設問
1. 次の記述(a)〜(c)がカニューレの解説の内容と一致するかを判断してください。それぞれ「はい」または「いいえ」で答え、判断の根拠となる解説中の語句をそのまま引用してください。
(a) 気管カニューレとは、気管切開後に切開部から気管内に挿入するものを指す。
(b) 気管カニューレは、患者の状態にかかわらず同じ種類のものが用いられる。
(c) 気管カニューレは、カフの有無、窓の有無、内筒の有無で分けられる。
2. カニューレの解説を、最後の文の後から書き継いでください。

最終更新日 2018/01/29

カニューレ

カニューレとは・・・

カニューレ(かにゅーれ、cannula)とは、心臓や血管、気管などに挿入する太めの管のことである。気管切開後に切開部から気管内に挿入するものを気管カニューレという。気管カニューレは、患者の状態に応じて使い分ける。

 

気管カニューレ

気管挿管から1週間以上経過した患者で、人工呼吸器から離脱できない場合などに、気管切開をすることがある。気管切開後の気道確保、気道分泌物の吸引などのために使用する。いくつかの種類があるので、使用する患者の呼吸状態やリハビリの進行状況に応じて使い分ける。 

 

気管カニューレは大きく分けて、カフの有無、窓の有無、内筒の有無で分けられる。

[自然言語による領域の説明]
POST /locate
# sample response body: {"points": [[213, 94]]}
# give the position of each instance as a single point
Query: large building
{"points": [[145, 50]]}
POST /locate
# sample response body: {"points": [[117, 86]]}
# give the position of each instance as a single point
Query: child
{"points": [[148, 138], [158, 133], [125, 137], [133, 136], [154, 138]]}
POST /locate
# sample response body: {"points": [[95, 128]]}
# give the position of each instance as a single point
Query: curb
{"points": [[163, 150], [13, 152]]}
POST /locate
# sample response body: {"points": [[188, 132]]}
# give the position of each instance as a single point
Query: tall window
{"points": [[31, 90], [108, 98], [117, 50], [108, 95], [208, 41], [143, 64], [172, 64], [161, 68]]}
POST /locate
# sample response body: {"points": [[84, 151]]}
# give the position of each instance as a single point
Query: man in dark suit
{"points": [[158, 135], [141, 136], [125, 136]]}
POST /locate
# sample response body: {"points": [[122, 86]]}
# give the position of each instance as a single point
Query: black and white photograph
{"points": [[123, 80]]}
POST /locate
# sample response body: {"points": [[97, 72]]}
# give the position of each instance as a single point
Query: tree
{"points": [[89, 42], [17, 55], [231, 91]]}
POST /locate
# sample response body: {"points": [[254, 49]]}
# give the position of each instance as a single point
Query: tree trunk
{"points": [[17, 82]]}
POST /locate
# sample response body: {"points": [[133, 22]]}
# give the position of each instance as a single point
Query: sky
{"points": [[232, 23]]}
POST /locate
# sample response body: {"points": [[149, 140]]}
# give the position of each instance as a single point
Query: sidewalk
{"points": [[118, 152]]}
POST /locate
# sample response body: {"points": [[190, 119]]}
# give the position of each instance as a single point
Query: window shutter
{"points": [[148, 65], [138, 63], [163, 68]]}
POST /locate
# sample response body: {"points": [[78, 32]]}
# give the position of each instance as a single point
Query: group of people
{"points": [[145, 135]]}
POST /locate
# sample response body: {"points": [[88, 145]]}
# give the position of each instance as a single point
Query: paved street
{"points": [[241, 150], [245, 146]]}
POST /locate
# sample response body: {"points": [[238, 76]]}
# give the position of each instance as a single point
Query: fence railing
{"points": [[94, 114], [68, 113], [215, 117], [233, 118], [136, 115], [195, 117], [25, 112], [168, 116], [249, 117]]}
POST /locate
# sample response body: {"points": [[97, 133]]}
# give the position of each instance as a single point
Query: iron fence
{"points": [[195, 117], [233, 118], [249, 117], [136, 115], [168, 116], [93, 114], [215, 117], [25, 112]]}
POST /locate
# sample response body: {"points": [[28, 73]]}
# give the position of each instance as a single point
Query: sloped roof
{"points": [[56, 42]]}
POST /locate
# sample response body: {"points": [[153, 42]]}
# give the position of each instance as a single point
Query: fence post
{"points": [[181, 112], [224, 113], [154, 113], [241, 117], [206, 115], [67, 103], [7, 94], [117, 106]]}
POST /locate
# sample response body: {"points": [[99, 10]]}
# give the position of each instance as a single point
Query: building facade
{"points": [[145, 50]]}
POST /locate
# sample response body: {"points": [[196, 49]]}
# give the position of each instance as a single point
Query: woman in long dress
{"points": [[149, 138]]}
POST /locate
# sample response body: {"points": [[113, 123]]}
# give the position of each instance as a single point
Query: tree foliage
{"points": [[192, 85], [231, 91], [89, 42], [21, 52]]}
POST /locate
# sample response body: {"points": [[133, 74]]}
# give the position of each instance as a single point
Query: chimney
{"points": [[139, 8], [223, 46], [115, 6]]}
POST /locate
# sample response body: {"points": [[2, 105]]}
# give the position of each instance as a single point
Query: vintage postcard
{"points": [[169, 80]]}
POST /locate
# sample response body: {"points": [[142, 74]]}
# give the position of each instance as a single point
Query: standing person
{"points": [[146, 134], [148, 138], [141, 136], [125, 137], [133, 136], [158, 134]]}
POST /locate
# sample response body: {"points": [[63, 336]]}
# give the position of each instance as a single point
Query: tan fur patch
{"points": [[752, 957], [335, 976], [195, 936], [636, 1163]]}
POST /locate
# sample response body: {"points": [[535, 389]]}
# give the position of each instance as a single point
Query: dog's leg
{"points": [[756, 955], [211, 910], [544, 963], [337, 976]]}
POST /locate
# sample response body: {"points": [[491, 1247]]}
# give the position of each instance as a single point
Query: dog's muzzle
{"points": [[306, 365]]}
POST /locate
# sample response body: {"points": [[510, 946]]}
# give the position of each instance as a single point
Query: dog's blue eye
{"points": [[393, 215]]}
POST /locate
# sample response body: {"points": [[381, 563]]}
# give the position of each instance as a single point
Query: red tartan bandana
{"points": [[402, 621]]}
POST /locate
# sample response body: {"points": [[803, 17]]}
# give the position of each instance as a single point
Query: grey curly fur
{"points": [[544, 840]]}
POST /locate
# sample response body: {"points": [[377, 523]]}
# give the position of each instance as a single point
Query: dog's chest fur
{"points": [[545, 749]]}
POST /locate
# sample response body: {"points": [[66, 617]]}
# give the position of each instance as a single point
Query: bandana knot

解答一覧
1.
(a) はい。「気管切開後に切開部から気管内に挿入するものを気管カニューレという」
(b) いいえ。「気管カニューレは、患者の状態に応じて使い分ける」
(c) はい。「気管カニューレは大きく分けて、カフの有無、窓の有無、内筒の有無で分けられる」

2.
 

カフ

カフはチューブの先端部分に付いている風船のことである。このカフを適切な圧力で膨らませ、カニューレを通して気道へ換気を行うことで、人工呼吸器などによる換気を効率化できる。この際、声帯への空気の流れは遮断されているため、発声はできない。口腔内分泌物などの気道内への垂れ込み防止に役立つこともある。

 

窓とはカニューレの屈曲部(口側)に開いている穴のことで、そこから空気の出入りができる。窓付きのカニューレを用いると、空気が声帯を通るので、発声ができるようになる。しかし、口腔内分泌物などの気道内への垂れ込みの危険がある。人工呼吸器などにつなぐことはできない。

 

内筒 (複管タイプ)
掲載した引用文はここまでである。